• _JOB ITEM_
Reproduce the entries word for word, starting at the first line and ending at the line that contains "positive clicks: (1522, 384)".

• _GIVEN DATA_
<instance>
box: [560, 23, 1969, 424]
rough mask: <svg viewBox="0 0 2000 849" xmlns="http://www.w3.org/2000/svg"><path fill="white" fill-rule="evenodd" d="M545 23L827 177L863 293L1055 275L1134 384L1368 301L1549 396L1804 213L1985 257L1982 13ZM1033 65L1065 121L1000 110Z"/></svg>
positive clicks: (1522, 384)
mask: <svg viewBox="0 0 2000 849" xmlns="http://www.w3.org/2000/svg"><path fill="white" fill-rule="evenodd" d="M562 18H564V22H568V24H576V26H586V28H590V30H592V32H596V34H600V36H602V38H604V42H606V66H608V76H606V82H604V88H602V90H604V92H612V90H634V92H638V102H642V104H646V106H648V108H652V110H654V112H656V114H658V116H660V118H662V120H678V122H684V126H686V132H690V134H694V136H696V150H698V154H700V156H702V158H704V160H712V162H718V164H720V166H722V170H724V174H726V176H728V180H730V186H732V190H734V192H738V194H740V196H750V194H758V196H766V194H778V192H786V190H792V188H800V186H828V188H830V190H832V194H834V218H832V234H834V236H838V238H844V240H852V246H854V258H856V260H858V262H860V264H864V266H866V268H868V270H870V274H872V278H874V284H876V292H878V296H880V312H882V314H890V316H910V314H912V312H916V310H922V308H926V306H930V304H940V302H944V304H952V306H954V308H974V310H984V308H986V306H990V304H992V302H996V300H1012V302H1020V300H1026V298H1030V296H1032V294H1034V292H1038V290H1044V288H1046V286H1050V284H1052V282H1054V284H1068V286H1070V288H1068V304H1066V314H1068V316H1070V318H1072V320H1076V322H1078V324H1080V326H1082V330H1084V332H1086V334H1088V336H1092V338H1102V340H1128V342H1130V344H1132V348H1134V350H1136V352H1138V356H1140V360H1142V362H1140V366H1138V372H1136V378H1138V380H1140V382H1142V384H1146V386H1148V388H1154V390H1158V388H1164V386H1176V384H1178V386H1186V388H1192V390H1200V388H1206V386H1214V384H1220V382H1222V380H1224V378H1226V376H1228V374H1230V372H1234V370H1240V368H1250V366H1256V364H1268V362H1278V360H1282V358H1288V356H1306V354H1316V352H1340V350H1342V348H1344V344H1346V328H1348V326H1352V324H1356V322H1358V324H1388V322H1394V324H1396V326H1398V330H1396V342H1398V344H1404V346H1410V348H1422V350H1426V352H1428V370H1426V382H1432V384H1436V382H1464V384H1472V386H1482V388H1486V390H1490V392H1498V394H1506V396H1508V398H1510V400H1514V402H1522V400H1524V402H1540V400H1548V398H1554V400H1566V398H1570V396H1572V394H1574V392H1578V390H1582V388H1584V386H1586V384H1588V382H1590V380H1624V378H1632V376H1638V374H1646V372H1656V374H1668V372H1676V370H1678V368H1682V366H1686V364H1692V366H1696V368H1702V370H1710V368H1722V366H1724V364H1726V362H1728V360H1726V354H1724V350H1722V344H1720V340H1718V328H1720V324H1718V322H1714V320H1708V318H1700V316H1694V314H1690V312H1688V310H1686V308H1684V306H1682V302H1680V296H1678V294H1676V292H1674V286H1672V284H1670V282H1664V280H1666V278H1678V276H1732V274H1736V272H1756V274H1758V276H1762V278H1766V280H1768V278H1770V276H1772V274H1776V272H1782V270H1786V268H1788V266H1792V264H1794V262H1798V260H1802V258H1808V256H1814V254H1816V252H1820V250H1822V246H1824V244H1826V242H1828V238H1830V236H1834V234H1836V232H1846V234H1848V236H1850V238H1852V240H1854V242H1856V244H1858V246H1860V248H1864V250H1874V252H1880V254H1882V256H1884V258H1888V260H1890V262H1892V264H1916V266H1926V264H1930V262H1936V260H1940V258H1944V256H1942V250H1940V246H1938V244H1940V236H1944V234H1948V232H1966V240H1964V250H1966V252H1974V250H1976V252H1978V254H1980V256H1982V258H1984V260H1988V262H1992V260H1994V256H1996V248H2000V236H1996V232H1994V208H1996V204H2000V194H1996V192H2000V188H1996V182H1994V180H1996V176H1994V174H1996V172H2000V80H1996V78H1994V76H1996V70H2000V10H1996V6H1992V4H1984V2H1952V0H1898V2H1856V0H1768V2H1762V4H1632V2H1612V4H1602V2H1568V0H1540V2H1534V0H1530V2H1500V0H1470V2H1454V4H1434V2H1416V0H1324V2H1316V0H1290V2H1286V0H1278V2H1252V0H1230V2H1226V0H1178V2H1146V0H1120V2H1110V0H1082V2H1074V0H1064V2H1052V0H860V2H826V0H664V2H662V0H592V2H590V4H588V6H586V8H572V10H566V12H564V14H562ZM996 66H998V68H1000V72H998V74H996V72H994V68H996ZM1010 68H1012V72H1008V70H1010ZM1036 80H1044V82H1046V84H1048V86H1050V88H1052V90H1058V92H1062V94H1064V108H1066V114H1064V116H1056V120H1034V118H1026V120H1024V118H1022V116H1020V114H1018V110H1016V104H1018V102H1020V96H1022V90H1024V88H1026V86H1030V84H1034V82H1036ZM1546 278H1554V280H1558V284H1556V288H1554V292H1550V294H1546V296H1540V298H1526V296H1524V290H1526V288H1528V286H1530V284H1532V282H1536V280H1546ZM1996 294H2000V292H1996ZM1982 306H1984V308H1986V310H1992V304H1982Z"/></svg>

• _RESPONSE_
<instance>
box: [560, 23, 1969, 424]
rough mask: <svg viewBox="0 0 2000 849" xmlns="http://www.w3.org/2000/svg"><path fill="white" fill-rule="evenodd" d="M545 23L827 177L863 293L1055 275L1134 384L1368 301L1549 396L1804 213L1985 257L1982 13ZM1033 65L1065 121L1000 110Z"/></svg>
positive clicks: (1522, 384)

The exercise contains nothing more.